**** Given passage ****

Schelling recognised in Descartes both the necessary new beginning and the fatal error. Descartes was right to move beyond everything received, to dare the absolute fresh start. He was, as Schelling wrote, revolutionary in the spirit of his nation — yet philosophy regressed with him into a second childhood, a kind of immaturity that Greek philosophy had already outgrown with its very first steps (cf. Schelling, 1827).

Schelling’s deepest critique concerns not the cogito itself but its reach. The cogito proves only: I am in a certain way, namely as thinking. Nothing more follows. If you read the sentence closely, you notice: neither does an unconditional I-am follow, nor a certainty about the external world that would then have to be secured through a proof of God. Schelling showed that the entire detour Descartes took via the ontological argument for God’s existence collapses under a logical error: from the premise that the most perfect being can only exist necessarily, it does not follow that it exists — only that it necessarily exists if it exists (cf. Schelling, 1827). You can turn this argument in either direction without altering its structure: it remains circular.

#The Mind That Forgot Itself

The real legacy of Descartes lies not in a single argument but in a turning point. By tearing apart what belongs together — matter and mind — he destroyed, as Schelling put it, the great general organism of life and surrendered both the lower and the higher to a dead, merely mechanical view that remained dominant almost to the present day (cf. Schelling, 1827).

In natural philosophy lies the counter-position: nature and mind are not two substances requiring a bridge, but one reality that presents itself differently to different ways of looking. Schelling articulated this thought in 1797 in his Ideen zu einer Philosophie der Natur, and Jochen Kirchhoff (1944-2025) radicalised it: what is supposedly dead matter can never be grasped as an absolute absence of life, only as extinguished life, as the residue of a prior process (cf. Kirchhoff, J., 2003).

**** Data excerpts ****

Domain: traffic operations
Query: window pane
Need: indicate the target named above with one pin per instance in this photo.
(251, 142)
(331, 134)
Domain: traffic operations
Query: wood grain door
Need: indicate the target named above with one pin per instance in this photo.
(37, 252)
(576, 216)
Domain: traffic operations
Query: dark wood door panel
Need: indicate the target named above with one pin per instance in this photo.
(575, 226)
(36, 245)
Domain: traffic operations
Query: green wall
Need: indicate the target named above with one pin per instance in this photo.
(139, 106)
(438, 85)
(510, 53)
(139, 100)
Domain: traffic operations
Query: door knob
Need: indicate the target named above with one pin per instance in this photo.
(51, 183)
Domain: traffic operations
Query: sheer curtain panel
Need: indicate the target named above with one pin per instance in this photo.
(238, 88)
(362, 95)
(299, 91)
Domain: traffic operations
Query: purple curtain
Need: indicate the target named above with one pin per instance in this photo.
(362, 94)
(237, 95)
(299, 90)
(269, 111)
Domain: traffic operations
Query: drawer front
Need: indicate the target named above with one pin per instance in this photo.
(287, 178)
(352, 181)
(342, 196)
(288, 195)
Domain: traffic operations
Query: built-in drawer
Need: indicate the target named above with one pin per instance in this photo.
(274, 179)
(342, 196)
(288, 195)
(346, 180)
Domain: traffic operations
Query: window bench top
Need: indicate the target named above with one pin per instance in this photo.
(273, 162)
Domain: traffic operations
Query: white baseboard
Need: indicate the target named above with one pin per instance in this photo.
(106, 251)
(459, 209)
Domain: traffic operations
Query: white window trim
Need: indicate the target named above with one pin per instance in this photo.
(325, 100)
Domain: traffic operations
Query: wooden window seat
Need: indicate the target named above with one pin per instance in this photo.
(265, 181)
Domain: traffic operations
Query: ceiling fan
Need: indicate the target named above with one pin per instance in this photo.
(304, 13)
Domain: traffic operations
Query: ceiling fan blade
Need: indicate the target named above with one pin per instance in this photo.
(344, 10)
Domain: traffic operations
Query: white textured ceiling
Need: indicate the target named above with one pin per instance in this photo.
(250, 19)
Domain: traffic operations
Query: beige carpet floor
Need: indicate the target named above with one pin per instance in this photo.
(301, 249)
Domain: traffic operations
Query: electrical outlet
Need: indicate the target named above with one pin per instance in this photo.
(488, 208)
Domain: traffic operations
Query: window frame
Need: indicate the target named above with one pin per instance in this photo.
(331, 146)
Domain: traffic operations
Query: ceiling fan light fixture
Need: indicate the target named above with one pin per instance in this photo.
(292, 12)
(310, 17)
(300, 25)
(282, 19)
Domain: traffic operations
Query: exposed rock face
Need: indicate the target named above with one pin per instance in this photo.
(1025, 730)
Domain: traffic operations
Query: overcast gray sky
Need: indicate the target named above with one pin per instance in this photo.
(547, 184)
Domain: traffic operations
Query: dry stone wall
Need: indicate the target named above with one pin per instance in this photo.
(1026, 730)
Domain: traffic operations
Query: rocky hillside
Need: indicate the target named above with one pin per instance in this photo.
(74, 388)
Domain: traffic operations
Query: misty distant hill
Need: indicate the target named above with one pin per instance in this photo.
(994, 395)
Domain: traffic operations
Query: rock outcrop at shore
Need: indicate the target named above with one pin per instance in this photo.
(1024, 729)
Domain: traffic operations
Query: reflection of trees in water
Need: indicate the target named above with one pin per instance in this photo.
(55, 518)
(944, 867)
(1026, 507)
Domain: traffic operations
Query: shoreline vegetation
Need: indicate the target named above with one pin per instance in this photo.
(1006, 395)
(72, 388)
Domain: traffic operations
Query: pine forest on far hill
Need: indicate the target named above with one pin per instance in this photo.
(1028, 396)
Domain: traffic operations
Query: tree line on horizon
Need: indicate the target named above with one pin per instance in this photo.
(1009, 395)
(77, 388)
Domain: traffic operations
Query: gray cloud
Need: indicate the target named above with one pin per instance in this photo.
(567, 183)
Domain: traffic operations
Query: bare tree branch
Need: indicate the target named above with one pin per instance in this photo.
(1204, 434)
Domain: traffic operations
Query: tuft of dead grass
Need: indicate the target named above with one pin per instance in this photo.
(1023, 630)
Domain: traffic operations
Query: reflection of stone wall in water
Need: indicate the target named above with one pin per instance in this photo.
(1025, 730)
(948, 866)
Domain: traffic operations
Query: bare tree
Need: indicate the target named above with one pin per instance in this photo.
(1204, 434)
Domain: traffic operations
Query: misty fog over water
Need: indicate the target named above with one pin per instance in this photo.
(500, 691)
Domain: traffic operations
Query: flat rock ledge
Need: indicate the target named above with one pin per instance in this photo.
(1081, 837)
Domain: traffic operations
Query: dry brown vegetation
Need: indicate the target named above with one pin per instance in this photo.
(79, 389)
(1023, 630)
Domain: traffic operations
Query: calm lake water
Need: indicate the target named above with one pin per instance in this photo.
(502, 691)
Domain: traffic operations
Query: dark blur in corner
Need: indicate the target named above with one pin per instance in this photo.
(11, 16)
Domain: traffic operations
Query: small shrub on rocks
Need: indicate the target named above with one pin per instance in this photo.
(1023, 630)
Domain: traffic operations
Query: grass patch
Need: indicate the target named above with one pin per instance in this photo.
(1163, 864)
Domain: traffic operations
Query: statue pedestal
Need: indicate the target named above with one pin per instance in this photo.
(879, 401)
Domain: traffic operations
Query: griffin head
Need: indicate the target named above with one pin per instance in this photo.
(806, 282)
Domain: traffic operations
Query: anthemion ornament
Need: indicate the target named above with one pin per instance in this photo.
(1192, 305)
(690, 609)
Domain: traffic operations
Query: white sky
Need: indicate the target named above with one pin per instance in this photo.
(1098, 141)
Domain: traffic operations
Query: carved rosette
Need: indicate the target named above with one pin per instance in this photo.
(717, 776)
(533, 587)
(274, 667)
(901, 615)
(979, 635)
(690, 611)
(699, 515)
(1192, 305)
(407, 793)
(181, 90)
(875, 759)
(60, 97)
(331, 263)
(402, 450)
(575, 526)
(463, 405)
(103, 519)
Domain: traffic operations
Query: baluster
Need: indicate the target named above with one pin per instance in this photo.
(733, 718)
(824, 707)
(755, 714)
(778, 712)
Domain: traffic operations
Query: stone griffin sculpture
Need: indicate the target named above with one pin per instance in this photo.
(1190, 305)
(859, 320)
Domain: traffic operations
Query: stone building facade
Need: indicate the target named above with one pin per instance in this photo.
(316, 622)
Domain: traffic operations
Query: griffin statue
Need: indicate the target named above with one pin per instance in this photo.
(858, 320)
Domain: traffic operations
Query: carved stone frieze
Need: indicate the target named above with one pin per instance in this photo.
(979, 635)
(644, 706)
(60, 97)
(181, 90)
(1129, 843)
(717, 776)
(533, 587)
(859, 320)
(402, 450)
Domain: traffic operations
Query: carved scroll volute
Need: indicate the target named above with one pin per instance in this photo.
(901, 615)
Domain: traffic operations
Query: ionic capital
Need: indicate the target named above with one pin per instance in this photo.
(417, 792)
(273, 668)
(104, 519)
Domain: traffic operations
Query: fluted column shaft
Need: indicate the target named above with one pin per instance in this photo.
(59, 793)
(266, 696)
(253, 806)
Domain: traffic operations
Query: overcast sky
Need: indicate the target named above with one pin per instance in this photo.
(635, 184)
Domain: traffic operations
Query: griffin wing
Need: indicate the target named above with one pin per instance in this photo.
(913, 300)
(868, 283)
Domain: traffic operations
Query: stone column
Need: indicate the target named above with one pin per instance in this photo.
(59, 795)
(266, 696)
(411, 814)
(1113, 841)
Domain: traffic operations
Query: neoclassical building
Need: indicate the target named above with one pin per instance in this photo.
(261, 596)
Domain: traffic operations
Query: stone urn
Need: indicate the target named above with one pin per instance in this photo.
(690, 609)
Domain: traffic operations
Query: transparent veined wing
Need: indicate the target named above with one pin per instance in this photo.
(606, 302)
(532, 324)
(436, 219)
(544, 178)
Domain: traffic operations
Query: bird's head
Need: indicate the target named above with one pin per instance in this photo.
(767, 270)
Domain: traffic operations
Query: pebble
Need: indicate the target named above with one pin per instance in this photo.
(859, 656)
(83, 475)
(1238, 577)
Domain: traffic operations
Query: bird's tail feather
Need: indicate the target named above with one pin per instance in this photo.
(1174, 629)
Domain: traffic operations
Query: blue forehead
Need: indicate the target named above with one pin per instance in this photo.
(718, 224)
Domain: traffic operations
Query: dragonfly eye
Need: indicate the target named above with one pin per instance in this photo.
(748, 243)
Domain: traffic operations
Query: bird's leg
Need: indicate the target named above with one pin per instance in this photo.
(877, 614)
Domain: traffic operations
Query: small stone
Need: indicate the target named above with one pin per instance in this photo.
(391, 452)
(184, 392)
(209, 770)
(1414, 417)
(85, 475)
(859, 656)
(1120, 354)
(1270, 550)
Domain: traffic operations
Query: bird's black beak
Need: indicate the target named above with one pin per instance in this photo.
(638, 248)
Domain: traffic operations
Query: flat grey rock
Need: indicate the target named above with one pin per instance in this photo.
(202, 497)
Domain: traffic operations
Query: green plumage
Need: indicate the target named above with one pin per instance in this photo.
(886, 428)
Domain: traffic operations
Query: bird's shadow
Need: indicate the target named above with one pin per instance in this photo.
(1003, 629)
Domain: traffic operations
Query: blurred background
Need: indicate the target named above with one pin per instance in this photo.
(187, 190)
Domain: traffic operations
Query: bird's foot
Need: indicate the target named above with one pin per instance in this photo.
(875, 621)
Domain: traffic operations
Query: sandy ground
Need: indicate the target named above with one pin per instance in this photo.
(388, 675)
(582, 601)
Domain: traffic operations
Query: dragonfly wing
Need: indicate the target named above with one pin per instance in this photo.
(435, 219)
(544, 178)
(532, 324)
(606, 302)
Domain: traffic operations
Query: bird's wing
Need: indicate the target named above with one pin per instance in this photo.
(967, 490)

****

[Aim] From the passage on Schelling's critique of Descartes above, write out word for word the part starting with "The real legacy" and going on through "day (cf. Schelling, 1827).".

[Solution to this problem]
The real legacy of Descartes lies not in a single argument but in a turning point. By tearing apart what belongs together — matter and mind — he destroyed, as Schelling put it, the great general organism of life and surrendered both the lower and the higher to a dead, merely mechanical view that remained dominant almost to the present day (cf. Schelling, 1827).